**** ESTRATTO ****
Una profezia che si auto avvera: la scuola non ce la fa

Rapporto INVALSI 2023

Il rapporto INVALSI presentato il 12 luglio alla Camera dei Deputati, segnala ancora una volta la presenza di un’alta percentuale di insuccesso formativo in particolari aree del Paese.

Occorre una profonda riflessione sulle prove somministrate e su quanto siano effettivamente in grado di costituire una risorsa coerente ed efficace per interpretare lo stato di salute del sistema. D’altro canto, la valutazione di sistema è uno strumento necessario in tutela del principio di equità nell’ispirazione delle pratiche dei decisori politici.

Il rapporto INVALSI è solo una delle possibili fonti che ribadiscono problemi che hanno radici lontane: la dispersione scolastica, il successo formativo, la prosecuzione negli studi universitari canalizzata e insufficiente, sono fenomeni documentati ampiamente che restituiscono un quadro differenziato nelle dimensioni macro e micro dei territori e strettamente connesso alle condizioni socio-economiche e culturali, su cui non si interviene con effetti positivi da decenni.

Ogni anno, infatti, ci viene restituita la stessa narrazione, con solo piccole variazioni sul tema, ma con un’identica trama: siamo di fronte a un sistema scolastico debole, iniquo, che non riesce a colmare le differenze di partenza.

Ma nonostante questo, da anni si continuano a non definire i livelli essenziali che ogni scuola dovrebbe garantire, quelli di competenza degli enti locali per il diritto allo studio; restano costanti i divari territoriali e le povertà educative per le politiche economiche e del lavoro; non cambiano radicalmente le modalità di formazione e di reclutamento degli insegnanti, i criteri di assegnazione delle risorse. Insomma, i dati INVALSI non producono nessuna retroazione sulle politiche scolastiche e territoriali e sul modello di scuola che il mondo politico intende garantire.
****
* [CONSEGNA] Scrivi il seguito del testo sul rapporto INVALSI 2023 qui sopra, partendo subito dopo la sua ultima frase.
**** RIGHE DI DATI ****
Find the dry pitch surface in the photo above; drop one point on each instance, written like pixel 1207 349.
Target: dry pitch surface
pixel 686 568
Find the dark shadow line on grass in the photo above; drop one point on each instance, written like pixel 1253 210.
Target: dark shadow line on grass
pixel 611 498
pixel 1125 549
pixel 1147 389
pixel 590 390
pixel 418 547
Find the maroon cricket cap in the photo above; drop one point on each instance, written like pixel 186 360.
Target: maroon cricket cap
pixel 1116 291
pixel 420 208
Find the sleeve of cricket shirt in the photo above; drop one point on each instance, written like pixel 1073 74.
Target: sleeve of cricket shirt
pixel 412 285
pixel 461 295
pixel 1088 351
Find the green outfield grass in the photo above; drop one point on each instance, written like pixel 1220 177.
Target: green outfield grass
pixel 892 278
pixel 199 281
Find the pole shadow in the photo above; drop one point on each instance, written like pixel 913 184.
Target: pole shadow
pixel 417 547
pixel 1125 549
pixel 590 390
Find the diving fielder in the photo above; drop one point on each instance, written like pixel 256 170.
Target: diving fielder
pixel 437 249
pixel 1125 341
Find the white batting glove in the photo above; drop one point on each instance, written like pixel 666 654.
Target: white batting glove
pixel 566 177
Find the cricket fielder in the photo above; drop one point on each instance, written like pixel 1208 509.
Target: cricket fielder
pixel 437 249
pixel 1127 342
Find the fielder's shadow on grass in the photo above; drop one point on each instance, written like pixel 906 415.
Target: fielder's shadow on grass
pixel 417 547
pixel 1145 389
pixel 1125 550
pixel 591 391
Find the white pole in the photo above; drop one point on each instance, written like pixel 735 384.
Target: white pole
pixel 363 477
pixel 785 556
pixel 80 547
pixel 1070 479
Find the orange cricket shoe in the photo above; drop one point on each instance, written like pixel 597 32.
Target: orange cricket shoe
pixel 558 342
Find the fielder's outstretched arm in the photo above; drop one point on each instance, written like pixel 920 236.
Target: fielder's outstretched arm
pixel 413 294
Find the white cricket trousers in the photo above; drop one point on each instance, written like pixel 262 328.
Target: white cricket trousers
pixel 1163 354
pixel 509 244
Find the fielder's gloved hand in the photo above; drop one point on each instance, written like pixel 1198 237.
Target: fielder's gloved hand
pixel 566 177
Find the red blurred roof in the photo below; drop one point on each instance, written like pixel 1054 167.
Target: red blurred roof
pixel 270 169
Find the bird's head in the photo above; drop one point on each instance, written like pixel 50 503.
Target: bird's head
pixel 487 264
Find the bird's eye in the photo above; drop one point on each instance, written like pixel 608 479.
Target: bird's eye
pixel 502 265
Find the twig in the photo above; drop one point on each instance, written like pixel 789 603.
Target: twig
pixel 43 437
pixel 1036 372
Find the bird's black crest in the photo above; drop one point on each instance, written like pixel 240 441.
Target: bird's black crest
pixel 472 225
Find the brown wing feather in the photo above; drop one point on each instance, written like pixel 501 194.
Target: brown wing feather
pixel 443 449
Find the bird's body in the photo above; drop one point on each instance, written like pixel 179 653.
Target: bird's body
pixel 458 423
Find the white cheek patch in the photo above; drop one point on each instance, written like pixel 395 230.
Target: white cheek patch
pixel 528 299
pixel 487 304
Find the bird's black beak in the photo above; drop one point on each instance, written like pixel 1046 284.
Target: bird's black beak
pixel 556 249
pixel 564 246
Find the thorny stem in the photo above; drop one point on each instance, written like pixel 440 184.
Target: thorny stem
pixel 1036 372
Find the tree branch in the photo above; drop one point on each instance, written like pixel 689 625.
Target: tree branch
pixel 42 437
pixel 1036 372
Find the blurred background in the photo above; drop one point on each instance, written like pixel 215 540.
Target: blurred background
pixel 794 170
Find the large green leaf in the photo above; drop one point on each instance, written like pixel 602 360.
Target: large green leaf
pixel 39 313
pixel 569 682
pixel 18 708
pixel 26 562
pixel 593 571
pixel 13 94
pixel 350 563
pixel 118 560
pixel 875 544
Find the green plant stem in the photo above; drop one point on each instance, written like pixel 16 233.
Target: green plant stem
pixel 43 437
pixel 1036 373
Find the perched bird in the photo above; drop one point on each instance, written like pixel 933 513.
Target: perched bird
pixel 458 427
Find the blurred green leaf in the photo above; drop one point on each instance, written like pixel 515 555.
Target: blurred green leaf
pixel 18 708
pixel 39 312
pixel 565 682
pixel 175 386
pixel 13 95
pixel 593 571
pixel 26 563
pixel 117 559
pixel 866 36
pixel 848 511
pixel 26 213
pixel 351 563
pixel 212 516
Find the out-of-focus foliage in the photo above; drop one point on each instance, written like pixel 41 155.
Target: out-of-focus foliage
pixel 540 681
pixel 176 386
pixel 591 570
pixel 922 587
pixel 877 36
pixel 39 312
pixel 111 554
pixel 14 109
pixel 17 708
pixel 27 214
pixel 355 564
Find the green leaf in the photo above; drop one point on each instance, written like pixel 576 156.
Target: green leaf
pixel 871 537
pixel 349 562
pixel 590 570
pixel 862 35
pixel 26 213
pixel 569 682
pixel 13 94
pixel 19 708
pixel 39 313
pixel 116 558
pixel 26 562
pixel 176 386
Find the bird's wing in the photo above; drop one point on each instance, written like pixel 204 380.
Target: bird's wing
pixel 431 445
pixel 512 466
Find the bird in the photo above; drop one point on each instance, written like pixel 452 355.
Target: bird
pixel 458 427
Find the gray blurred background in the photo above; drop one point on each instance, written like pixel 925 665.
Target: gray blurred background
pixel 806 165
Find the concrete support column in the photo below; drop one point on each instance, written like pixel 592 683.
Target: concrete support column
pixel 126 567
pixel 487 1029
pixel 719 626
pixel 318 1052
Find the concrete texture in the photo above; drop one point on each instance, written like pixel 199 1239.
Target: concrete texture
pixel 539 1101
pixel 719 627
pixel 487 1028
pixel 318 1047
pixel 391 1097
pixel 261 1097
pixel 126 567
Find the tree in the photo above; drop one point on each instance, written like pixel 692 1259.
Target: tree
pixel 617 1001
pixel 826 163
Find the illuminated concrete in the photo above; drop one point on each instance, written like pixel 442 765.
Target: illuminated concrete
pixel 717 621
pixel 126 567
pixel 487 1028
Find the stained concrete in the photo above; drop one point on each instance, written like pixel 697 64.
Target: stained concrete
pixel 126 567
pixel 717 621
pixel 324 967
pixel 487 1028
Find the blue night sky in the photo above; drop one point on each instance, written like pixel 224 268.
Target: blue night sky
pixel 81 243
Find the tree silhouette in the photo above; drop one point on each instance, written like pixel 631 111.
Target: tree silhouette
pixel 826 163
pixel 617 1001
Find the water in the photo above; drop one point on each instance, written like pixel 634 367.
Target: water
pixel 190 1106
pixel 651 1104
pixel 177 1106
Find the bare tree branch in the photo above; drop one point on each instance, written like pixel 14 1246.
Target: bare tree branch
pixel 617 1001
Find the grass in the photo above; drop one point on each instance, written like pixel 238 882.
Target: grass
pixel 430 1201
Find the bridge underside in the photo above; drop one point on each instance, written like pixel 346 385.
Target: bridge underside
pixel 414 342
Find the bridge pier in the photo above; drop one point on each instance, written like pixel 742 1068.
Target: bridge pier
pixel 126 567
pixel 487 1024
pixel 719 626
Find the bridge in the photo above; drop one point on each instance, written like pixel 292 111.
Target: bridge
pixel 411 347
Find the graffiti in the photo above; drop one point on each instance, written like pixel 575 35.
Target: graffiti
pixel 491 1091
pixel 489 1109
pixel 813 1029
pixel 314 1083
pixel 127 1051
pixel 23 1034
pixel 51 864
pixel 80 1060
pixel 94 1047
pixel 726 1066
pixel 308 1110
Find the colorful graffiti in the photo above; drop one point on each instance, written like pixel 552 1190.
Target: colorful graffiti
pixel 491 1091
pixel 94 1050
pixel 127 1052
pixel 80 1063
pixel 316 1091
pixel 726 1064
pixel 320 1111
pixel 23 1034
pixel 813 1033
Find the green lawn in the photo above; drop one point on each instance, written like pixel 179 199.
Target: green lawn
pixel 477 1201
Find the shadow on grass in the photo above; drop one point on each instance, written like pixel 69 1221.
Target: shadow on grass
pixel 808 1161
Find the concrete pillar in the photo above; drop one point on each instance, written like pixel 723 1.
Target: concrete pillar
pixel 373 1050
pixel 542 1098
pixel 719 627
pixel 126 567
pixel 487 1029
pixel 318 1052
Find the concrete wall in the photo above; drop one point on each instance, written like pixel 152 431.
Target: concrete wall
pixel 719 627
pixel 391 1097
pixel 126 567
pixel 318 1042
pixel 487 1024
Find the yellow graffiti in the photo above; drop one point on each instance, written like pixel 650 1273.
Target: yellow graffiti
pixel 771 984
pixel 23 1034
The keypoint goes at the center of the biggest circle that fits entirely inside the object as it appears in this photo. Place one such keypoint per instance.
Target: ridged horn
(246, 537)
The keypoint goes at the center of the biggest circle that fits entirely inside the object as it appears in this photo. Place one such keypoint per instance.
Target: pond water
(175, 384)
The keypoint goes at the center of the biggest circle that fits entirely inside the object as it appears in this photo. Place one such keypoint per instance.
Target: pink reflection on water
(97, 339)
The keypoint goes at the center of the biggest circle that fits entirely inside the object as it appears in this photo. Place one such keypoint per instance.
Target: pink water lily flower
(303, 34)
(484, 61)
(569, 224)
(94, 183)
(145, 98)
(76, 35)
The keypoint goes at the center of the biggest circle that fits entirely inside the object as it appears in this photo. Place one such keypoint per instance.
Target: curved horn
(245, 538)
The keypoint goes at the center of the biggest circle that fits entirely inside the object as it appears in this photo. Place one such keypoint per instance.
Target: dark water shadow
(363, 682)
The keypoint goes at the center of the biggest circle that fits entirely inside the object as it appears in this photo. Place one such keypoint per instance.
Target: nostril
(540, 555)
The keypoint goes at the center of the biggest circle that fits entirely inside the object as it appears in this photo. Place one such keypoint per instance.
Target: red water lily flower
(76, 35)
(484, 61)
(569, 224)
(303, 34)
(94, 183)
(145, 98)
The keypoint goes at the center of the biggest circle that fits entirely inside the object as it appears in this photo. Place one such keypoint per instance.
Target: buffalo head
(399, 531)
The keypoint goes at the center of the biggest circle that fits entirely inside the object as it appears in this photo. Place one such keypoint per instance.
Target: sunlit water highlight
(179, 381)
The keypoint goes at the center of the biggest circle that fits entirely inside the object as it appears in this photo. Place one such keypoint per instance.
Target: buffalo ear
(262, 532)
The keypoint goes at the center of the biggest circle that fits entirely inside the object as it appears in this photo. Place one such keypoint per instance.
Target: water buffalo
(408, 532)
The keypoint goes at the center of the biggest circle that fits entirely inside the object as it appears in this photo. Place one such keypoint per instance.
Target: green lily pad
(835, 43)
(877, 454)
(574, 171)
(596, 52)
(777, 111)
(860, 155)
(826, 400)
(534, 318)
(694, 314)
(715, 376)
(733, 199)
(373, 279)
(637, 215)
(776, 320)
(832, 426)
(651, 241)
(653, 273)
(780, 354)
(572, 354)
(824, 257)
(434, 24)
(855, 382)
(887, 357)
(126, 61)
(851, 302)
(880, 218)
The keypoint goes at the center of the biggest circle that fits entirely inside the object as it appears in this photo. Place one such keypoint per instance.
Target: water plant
****
* [RISPOSTA]
Eppure una valutazione di sistema è necessaria per:

  • il monitoraggio della tenuta del sistema scolastico su tutto il territorio nazionale, con un’idea di scuola unitaria per il Paese come sfondo;
  • l’orientamento delle scelte in materia di politiche scolastiche, formative e di sviluppo sociale;
  • l’informazione a scuole e docenti sul livello degli apprendimenti dei propri alunni, anche confrontandoli con quelli di scuole con alunni dal background familiare simile;
  • l’attivazione di processi regolativi dell’insegnamento dando un feedback sui risultati dell’azione pedagogico-didattica, sostenendo progettualità, riflessività, auto-regolazione;
  • la crescita di consapevolezza culturale e professionale che la scuola e chi vi lavora hanno precise responsabilità in merito ai risultati raggiunti dagli studenti. E che l’esercizio di questa responsabilità è nell’interesse non solo dei singoli individui, ma dell’intera comunità nazionale.

A monte dell’interesse per una valutazione di sistema, ci dovrebbe essere il riconoscimento della funzione sociale della scuola e del suo mandato costituzionale: la rimozione degli ostacoli per garantire a tutte e tutti il diritto all’apprendimento e all’ acquisizione di competenze di cittadinanza.

Invece, stando a quanto emerge dalla serie storica dei rapporti INVALSI, essi non hanno promosso alcun cambio di direzione nelle politiche pubbliche: un limite oggi ancor più inaccettabile, con un governo e un ministero ispirati dal fantomatico “paradigma del merito” nell’applicazione di un PNRR verticistico, condito da riforme e investimenti mal progettati e poi mal ricalibrati, a cui sembra mancare una visione pedagogico-politica strategica.

Povertà educative

I dati confermano la diretta correlazione tra povertà (della famiglia, del territorio) e qualità dei percorsi educativi: ci dicono che l’insuccesso si acuisce proprio dove la crisi economica determina squilibri irrisolti. Ma ci dicono anche che condizioni di vita decorose sul piano economico e sociale non sono sufficienti a motivare la partecipazione al processo dell’educazione. La motivazione per essere a scuola, per esserci con il corpo e con la testa, non può realizzarsi in un contesto educativo in cui a prevalere sono l’ideologia del merito (premessa dell’insuccesso di cui si è colpevoli), la focalizzazione sugli obiettivi, l’ipertrofia digitale, la competizione (tra individui e scuole) e la falsa promessa che essa migliori tutto e tutti, purché si accetti di migliorare a velocità diverse e in condizioni diseguali.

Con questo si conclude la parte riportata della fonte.